* CONSIGNA A:
Según el texto sobre Afganistán, ¿qué base militar cerró Estados Unidos el 2 de julio?
* CONSIGNA B:
Retoma, por favor, el texto sobre Afganistán a partir de su última oración y continúalo.

Al margen de esa economía dependiente de la ocupación, la única solución posible para muchas personas fue el cultivo ilícito de amapola. Recuerdo también que, en Kabul, me contaban de un experimento en la región de Herat, en el occidente del país, para la producción de azafrán. El grave problema fue que, una vez que se logró la cosecha, no había vías adecuadas para su distribución y comercialización. Por eso, la gente terminó abandonando el proyecto y sumándose a los cultivos ilícitos.
Y los gringos salen finalmente
Para deshacerse de su papel allí, Estados Unidos decidió “afganizar” la guerra: trasladarla a unidades militares locales. Pero al final de los cursos de formación militar, un asistente cualquiera tomaba su fusil y lo descargaba contra los asesores estadounidenses que acaban de formarlos. Se hizo tan común este tipo de ataques, que terminaron deteniendo la realización de nuevos cursos.
Donald Trump, por su parte, desarrolló un modelo que Joe Biden ha querido continuar: tratar de sacar a las tropas estadounidenses de otras guerras y centrarse en los asuntos internos. No hay ningún cambio en esta política militar con el paso de un gobierno republicano a uno demócrata, ya sea con el pausado Biden o el alborotado Trump.
Así las cosas, Estados Unidos decidió retirar las tropas del territorio afgano y cerró su última base militar, “Bagram”, el pasado 2 de julio; este sitio llegó a albergar hasta 10.000 combatientes. También salieron las tropas de sus aliados y entonces Afganistán vuelve a ver recrudecer la violencia.
La escena de 1996 se repite 25 años después, con el avance de los talibán machacando a la población civil, violando derechos humanos (especialmente de las mujeres), controlando las áreas e imponiendo códigos de comportamiento social, así como tratando de llegar a la ciudad de Kabul para hacerse con el control total.

* DATOS PARA REVISAR:
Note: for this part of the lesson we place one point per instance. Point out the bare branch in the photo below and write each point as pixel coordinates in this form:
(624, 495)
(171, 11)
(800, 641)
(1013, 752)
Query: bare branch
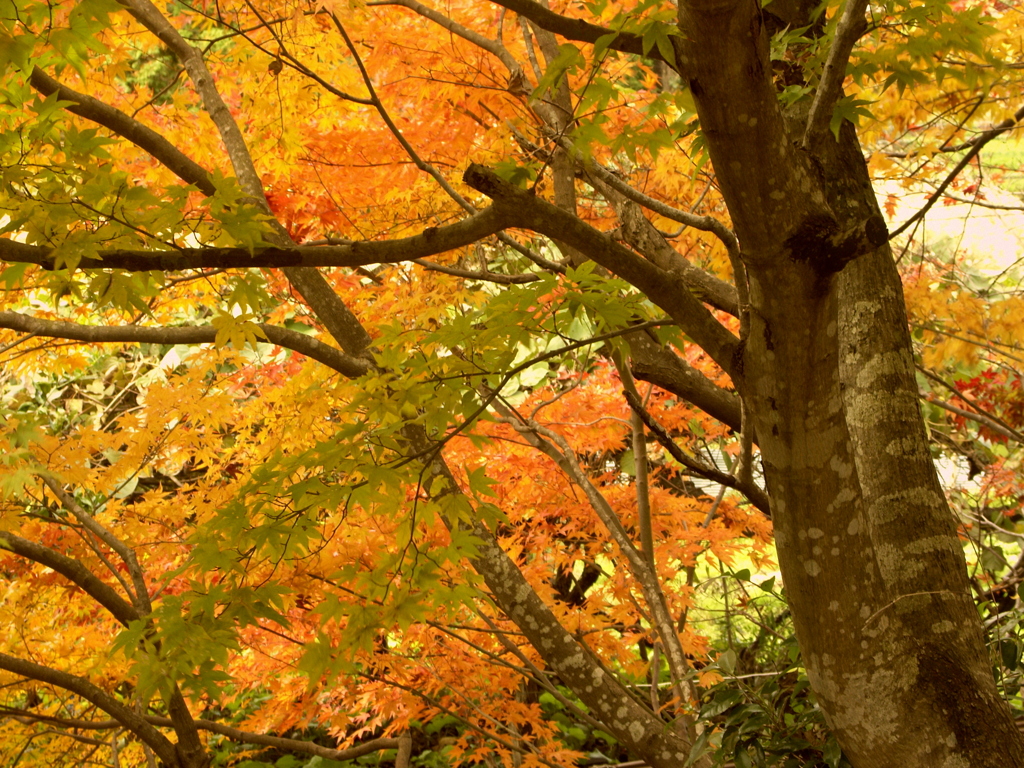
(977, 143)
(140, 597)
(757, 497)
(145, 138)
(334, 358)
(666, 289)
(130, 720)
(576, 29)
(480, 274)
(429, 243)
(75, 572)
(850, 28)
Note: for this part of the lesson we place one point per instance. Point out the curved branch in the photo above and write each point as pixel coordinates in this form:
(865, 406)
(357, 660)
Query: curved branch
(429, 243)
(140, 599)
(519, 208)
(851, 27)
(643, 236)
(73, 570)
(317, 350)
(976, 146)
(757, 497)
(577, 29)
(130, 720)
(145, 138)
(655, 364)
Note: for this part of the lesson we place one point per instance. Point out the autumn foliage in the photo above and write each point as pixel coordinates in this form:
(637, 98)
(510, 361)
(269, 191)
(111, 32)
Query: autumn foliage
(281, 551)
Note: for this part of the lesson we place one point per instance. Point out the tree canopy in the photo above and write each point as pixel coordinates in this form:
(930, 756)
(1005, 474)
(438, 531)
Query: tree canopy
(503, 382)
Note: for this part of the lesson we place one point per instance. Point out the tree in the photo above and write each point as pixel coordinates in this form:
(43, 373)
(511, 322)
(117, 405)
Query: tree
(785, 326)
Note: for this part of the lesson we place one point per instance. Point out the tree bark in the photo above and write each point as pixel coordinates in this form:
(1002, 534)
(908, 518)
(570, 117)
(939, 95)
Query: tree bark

---

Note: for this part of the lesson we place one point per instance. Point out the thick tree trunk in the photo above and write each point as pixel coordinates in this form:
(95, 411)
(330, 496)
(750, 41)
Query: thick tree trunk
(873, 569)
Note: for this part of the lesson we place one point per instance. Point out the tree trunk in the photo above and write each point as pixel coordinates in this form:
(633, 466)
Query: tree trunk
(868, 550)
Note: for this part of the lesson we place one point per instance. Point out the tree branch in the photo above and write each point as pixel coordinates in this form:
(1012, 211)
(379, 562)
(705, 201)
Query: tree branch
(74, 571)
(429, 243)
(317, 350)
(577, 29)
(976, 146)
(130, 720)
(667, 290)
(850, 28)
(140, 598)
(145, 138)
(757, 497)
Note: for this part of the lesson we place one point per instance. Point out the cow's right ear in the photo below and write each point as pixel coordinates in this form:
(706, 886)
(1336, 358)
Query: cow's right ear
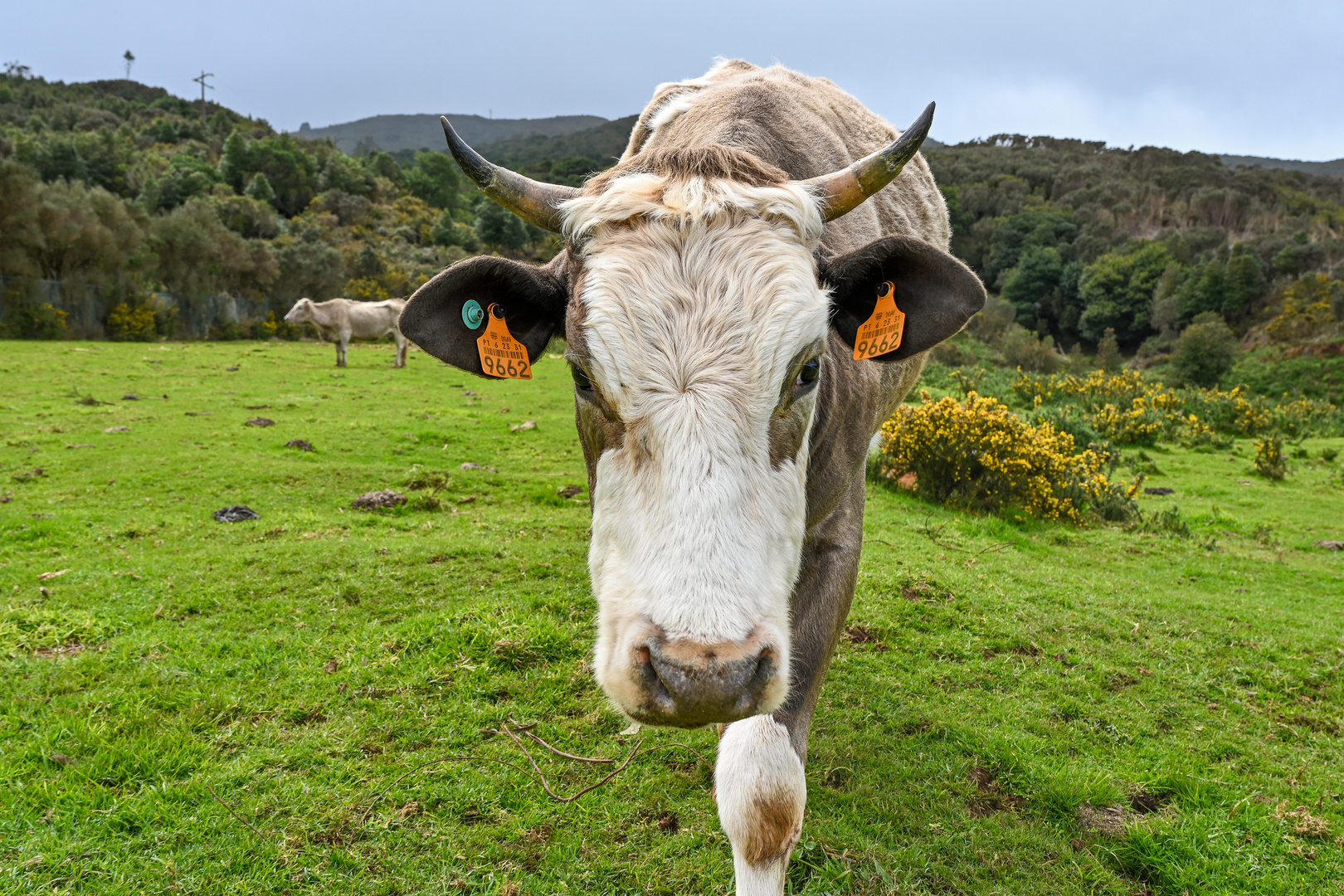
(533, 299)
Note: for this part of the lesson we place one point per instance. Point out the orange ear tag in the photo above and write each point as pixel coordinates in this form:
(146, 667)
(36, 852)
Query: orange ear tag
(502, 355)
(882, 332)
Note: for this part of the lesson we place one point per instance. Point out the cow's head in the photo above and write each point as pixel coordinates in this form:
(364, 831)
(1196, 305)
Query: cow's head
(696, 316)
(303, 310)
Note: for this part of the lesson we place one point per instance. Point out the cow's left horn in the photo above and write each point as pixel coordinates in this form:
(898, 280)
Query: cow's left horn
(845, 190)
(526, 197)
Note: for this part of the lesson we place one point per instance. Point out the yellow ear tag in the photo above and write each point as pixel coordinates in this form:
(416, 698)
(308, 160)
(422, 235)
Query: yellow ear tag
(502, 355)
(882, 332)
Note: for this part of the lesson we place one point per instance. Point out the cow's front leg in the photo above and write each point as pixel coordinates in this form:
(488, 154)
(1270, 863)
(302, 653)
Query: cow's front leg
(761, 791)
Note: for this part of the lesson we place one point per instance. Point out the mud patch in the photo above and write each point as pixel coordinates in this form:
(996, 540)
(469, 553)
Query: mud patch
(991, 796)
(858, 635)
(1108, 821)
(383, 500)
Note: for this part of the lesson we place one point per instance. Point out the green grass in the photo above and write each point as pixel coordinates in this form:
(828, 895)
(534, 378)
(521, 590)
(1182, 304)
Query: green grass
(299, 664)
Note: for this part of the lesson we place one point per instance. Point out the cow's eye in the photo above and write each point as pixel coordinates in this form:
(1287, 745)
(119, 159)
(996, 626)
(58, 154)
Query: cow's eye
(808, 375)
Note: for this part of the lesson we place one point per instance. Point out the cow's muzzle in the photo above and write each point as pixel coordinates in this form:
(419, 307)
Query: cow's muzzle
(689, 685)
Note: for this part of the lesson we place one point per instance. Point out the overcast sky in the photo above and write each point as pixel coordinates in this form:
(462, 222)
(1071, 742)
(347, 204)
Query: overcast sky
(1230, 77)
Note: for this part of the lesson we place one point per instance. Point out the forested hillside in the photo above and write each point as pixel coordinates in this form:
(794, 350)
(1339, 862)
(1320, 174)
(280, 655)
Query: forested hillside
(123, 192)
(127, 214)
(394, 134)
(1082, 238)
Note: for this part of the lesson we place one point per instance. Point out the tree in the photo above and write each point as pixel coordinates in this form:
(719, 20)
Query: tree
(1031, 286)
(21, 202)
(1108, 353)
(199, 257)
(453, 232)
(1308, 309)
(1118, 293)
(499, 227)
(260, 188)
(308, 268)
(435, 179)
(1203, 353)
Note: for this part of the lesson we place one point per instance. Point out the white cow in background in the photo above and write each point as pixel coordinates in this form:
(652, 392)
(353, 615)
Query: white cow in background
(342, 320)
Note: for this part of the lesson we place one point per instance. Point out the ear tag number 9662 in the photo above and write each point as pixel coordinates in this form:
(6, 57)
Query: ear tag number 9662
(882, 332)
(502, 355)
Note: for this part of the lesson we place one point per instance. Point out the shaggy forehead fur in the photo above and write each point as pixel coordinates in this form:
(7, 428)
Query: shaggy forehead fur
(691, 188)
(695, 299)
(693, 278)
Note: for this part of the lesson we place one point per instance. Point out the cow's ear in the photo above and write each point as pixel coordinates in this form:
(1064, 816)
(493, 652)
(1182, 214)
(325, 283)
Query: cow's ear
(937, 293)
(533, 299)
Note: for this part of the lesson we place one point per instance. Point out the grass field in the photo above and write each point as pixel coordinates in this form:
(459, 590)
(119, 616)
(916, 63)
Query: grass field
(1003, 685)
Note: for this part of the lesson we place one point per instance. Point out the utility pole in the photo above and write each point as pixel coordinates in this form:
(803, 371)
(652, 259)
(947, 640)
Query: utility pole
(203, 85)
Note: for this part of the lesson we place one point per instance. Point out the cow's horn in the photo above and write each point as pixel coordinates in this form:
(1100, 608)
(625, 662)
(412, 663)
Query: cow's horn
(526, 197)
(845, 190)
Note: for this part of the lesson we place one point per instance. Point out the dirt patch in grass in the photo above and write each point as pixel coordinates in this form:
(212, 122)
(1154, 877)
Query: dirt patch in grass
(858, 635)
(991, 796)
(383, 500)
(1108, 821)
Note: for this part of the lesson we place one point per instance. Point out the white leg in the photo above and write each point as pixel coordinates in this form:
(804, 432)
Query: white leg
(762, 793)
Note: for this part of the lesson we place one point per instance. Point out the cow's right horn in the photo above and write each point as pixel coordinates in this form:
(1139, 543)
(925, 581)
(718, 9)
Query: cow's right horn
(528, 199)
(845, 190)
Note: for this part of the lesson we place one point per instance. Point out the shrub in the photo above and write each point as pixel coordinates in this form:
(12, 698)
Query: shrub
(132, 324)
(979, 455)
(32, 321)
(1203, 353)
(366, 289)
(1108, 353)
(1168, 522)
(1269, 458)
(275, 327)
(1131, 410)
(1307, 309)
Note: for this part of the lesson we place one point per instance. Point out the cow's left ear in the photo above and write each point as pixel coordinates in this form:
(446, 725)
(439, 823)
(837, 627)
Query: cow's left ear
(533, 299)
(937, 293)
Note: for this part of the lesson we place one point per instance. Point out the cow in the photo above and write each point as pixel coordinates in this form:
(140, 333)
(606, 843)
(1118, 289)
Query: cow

==

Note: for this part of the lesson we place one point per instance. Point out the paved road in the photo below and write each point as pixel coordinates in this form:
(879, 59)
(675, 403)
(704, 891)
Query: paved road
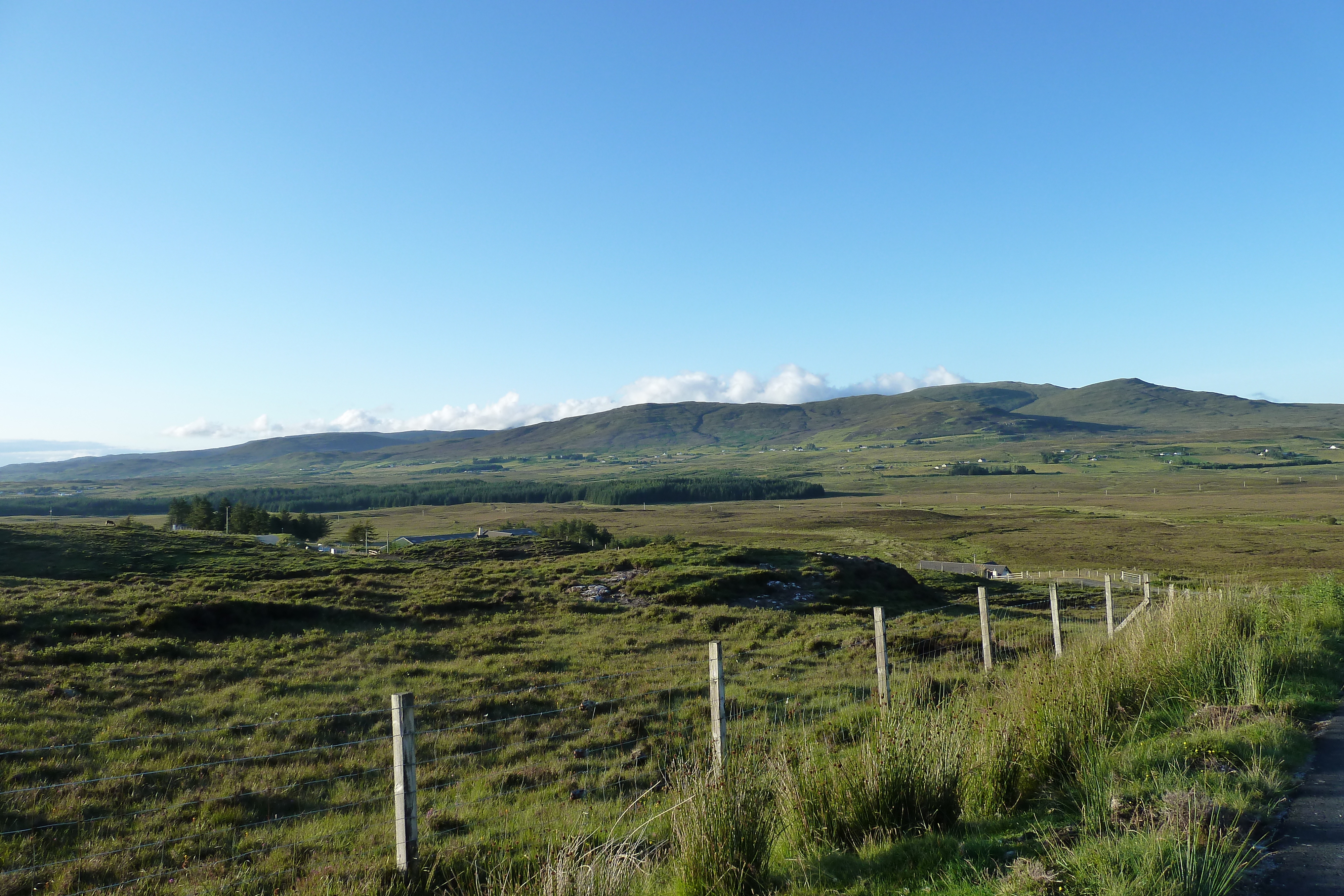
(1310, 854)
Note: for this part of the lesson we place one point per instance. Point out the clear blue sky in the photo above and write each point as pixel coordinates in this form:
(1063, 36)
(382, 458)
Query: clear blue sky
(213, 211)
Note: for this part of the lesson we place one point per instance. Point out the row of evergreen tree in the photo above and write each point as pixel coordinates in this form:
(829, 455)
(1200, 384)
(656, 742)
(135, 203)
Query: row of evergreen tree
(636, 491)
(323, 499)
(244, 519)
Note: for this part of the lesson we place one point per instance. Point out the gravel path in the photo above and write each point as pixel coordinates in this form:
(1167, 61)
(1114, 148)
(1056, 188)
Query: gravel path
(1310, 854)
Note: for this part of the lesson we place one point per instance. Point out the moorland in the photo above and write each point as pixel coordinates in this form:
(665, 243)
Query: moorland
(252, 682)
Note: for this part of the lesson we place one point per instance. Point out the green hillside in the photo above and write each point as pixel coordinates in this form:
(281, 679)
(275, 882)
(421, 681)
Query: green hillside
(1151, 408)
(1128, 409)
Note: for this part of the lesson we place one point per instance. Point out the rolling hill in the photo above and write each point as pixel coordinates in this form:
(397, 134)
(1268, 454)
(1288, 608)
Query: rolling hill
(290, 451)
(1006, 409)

* TU RESPUESTA A:
La base de Bagram.

* TU RESPUESTA B:
Esto representa, por lo menos, una generación de afganos frustrados y traicionados por una promesa de falsa democracia impuesta con fusiles por parte de Estados Unidos, de supuesta cooperación internacional ofrecida por las agencias europeas y de estabilidad regional. Lo cierto es que el país queda abandonado de nuevo a su suerte, con los pedacitos con los que contó Dios para su creación, ahora destruidos.
Las principales carreteras del país ya no las controla el gobierno, incluso, en algunas ciudades, las mismas fuerzas de seguridad han pedido a la población civil que se retire con el fin de enfrentar la ofensiva talibán y las zonas rurales han sido deliberadamente abandonadas para retroceder hasta los cascos urbanos y organizar trincheras de resistencia.
Así, una de las salidas desesperadas del gobierno afgano ha sido la entrega de armas a la población local voluntaria. Los islamistas aseguran haber tomado el control de Herat y, en Kandahar, se ha reportado el asesinato de soldados, policías y funcionarios públicos, bajo el pretexto de que existe un vínculo con el gobierno afgano.
El hambre y las necesidades humanitarias, el desplazamiento forzado y el ataque a civiles es constante. En tanto, el flujo de refugiados hacia Irán y Pakistán aumenta, como lo vimos en 1980 y 1990; el cierre de las escuelas ya se está viendo, como lo vimos en la década de 1990; y las prácticas en nombre del islam castigan a la sociedad en general.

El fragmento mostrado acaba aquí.